Task instructions:
Carry on the film commentary about the wasp woman and the bee girls from the point where it stops.

Text block:
--- START ---
Wasp Woman kills one of her nosy board members, sucks his blood, & turns back into Janice. There'll be a couple more victims during the last half hour & a plot complication of Zinthrop getting run over by a car & unable to continue his researches.
Starlin in a panic keeps injecting the wasp enzyme which has made her look youthful (as has discarding the ugly glasses she formerly wore). She keeps killing for blood each time she becomes the wasp woman. When the film has reached a length that will suffice for a feature, she's summarily killed & chucked out the window.
The original posters & newspaper ads for this film showed a woman-headed wasp killing guys, so it must've been quite a letdown to see a monster no more interesting than what some kids might trump up for halloween. But in those days everyone got double features plus a cartoon so it was forgiven.
A man is found dead in a white trash motel room, dead of a heart attack which apparently occurred during sex, in the pre-credits scene for Invasion of the Bee Girls (1973).
The guy's death doesn't raise too many alerts until later that same day a second body is found, of a young man who seems likewise to have had a heart attack while otherwise getting lucky.
A military agent shows up to investigate, Neil Agar by name (William Smith), which surprises sheriff Jim Peters (Cliff Osmond). It turns out the first victim was a scientist researching bacterial warfare.
Despite that deaths can be ascribed to natural causes, when they begin to mount up under the same conditions, there can be no question but that foul play is somehow involved.
Apparently beautiful women are killing unattractive guys merely by having sex with them, & it's somehow related to the nearby military research center.
--- END ---
Input data:
--- START ---
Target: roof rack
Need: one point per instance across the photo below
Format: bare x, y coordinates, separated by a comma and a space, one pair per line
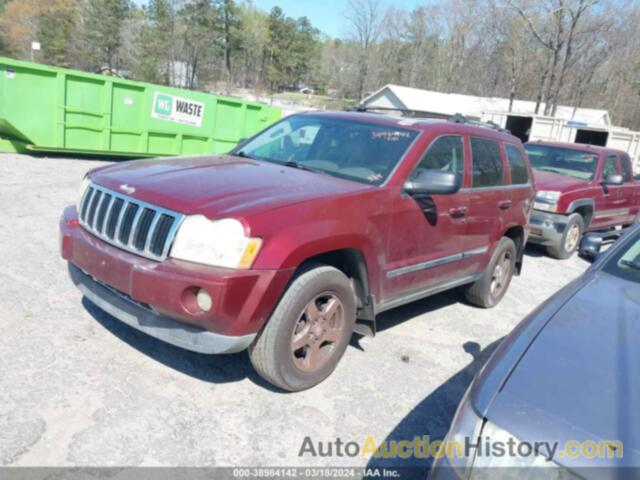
459, 118
456, 118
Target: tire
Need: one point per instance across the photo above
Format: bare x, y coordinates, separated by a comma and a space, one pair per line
570, 239
488, 290
322, 333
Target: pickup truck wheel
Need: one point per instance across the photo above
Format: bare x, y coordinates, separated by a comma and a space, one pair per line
309, 330
487, 291
570, 239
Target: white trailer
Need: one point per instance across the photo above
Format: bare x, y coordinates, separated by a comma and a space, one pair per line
553, 129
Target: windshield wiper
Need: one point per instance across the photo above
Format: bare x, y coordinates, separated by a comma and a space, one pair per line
552, 170
630, 264
242, 154
294, 164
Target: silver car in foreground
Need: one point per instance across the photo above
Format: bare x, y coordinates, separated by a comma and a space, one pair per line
560, 397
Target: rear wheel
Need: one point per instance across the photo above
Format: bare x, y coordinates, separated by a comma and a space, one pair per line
309, 330
570, 239
494, 283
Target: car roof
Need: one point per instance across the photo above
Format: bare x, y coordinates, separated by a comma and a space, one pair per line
578, 146
423, 124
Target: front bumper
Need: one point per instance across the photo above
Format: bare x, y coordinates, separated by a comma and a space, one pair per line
547, 228
146, 320
155, 293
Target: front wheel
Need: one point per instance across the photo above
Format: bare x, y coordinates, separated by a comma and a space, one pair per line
570, 240
309, 330
489, 289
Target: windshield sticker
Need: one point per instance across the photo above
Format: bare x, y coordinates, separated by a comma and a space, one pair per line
177, 109
389, 136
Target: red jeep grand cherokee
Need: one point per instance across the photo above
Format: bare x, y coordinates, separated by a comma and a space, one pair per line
317, 221
580, 188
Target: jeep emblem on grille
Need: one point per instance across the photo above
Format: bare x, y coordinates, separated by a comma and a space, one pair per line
128, 189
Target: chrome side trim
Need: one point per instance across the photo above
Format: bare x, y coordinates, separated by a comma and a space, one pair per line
616, 212
423, 293
436, 262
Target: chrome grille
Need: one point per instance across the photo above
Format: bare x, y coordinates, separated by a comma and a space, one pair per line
128, 223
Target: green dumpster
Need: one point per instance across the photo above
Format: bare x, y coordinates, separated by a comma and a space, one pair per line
46, 109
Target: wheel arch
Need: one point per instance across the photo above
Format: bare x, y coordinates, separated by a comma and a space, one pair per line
--- END ---
Response area:
Whoever these killer babes are, some of them don't like to take no for an answer, as a gay researcher from the lab, who didn't respond to one of the women's attempts at seduction, got angrily run down by a car. Agent Agar has a fairly respectful interview with the dead man's lover, though in 1973 was still not common to treat gays in the cinema as otherwise normal couples.
Dark-haired Dr. Susan Harris (Anitra Ford), scientist babe, always wears dark sunglasses even indoors, at all times of day & night. No one seems to notice though I'd think they'd at least wonder if she was an addict, even if they didn't suspect she has insect eyes.
After forty minutes of screen time Susan finally takes off her glasses. What a disappointment she has normal eyes. The insect-ness of her eyes comes & goes, depending on whether she's aroused. The next time we see her eyes they'll be weird & black.
Some experiment in Susan's lab went wonderfully wrong. She's become the queen bee-woman transforming other women from around the area into bee-women too, in a secret lab with cool blinky light computers & techno-hive.
A real queen bee mates once in her life then lays eggs pretty much continuously for years. But the bee-atification process renders the bee-women sterile, so they keep reenacting their mating cycle uncontrollably until they fuck their partners to death, then seek the next victim each time fertilization fails.
Despite being a cheap & stupid movie, it has fun moments. There's a long sequence when we get to observe the bee babe transformation. Bee-women with more than faintly lesbian tendencies while in the lab together first provide radiation therapy, then enclose the new recruit in white wax, with thousands of actual bees to tend to her as she pupates.
The creepy process is rapid & very soon the bee women tear off the wax casing & voila, they have a new weird-eyed member of their wicked sorority.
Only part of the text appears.